> **Task description**:
Pull out the material from its first line through the line that contains "[[[27,277],[0,275],[0,401],[24,402]]]", reproducing each line word for word and leaving out any pictures.

....................

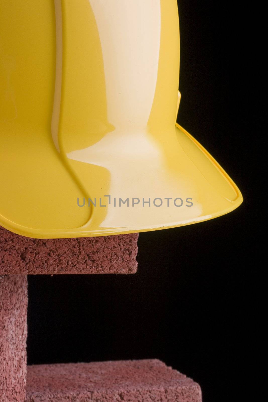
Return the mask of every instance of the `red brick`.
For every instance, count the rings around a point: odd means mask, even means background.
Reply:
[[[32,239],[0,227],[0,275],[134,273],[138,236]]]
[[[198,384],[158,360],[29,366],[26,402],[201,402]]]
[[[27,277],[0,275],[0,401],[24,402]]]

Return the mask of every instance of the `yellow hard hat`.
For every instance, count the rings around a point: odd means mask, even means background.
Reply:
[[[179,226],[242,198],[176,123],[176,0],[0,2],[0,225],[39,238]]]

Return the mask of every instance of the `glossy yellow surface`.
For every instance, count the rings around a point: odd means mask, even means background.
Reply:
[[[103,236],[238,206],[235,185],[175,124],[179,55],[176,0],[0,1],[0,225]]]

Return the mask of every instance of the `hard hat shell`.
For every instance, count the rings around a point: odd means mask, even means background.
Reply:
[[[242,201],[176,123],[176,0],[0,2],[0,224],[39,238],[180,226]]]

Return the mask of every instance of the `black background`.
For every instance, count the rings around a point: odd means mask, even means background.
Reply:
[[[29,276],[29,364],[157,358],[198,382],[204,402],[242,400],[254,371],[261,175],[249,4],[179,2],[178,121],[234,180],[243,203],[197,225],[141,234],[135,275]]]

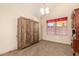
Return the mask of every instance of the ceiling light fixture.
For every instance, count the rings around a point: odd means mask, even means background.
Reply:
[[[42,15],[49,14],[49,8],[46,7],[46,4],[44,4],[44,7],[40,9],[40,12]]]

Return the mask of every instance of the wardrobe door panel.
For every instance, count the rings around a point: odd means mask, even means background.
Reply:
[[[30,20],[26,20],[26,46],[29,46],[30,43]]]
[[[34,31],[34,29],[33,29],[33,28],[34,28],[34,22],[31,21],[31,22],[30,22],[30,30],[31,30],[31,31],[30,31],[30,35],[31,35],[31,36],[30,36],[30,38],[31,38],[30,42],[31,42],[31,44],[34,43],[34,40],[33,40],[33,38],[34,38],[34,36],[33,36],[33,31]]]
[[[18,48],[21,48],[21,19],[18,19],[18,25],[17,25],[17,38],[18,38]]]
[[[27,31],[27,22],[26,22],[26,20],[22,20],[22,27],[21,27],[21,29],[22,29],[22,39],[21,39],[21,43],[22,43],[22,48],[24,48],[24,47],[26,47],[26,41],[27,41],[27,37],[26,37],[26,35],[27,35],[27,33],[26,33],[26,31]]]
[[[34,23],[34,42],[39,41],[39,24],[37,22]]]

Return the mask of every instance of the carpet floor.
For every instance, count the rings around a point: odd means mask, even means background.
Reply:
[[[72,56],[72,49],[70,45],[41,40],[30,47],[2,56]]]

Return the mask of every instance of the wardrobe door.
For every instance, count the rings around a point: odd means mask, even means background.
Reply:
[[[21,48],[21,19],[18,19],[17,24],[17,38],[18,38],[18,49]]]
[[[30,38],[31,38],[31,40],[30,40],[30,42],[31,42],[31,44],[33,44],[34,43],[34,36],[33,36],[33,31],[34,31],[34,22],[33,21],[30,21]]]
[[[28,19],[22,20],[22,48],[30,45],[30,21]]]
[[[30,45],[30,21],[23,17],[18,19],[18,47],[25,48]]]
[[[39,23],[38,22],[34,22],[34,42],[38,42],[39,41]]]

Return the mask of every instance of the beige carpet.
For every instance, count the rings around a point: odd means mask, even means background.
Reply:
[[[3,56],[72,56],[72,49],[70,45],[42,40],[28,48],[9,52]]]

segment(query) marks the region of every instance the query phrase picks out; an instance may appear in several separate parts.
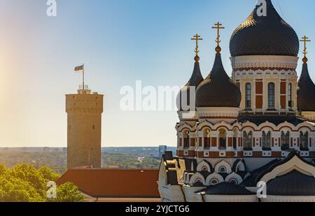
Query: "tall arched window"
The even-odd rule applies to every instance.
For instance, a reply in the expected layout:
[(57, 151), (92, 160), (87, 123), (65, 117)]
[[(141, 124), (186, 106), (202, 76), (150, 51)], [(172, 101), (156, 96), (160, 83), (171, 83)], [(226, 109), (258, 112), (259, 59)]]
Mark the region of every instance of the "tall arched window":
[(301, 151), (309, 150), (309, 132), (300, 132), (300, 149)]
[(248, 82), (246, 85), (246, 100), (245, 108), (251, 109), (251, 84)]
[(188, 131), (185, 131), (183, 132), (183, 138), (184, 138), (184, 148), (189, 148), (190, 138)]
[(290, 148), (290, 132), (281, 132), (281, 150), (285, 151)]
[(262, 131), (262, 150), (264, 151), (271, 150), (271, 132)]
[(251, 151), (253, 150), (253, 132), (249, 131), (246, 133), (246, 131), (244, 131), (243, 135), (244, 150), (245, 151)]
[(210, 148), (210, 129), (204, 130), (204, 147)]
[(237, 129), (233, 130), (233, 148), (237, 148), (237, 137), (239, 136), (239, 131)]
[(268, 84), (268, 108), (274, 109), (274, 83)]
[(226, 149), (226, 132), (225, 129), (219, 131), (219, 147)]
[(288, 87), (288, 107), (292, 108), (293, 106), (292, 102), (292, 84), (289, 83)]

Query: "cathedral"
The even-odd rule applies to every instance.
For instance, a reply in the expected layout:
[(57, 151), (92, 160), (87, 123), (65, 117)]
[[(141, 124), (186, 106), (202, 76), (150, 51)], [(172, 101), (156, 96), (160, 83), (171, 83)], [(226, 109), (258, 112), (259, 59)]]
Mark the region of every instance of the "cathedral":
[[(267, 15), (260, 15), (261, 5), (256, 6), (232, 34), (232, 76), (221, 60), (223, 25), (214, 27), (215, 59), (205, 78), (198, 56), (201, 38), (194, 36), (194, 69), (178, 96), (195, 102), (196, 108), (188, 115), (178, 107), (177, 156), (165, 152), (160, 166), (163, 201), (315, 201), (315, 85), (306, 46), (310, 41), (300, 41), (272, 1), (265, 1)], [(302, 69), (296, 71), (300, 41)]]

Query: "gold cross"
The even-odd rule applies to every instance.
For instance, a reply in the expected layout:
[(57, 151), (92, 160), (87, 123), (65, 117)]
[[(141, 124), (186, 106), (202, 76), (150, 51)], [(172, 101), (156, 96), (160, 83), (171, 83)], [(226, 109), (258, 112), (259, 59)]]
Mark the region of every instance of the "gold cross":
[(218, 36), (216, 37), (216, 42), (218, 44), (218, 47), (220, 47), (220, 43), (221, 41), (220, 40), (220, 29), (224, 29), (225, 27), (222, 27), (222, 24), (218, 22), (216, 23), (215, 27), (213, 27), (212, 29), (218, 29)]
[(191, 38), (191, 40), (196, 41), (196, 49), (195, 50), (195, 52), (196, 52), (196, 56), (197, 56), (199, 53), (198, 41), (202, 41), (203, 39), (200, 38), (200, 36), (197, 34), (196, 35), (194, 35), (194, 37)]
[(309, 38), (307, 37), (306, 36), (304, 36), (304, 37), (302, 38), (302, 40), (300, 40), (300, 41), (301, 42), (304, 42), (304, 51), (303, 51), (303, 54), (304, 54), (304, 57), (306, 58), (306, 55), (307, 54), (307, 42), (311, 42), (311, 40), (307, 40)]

....................

> **Written solution**:
Return the mask of every instance of the `red brick`.
For every instance, count the rings around a point: odd means mask, even means background.
Reply:
[[[32,239],[0,227],[0,275],[134,273],[138,236]]]
[[[198,384],[158,360],[29,366],[26,402],[201,402]]]
[[[27,277],[0,275],[0,401],[24,402]]]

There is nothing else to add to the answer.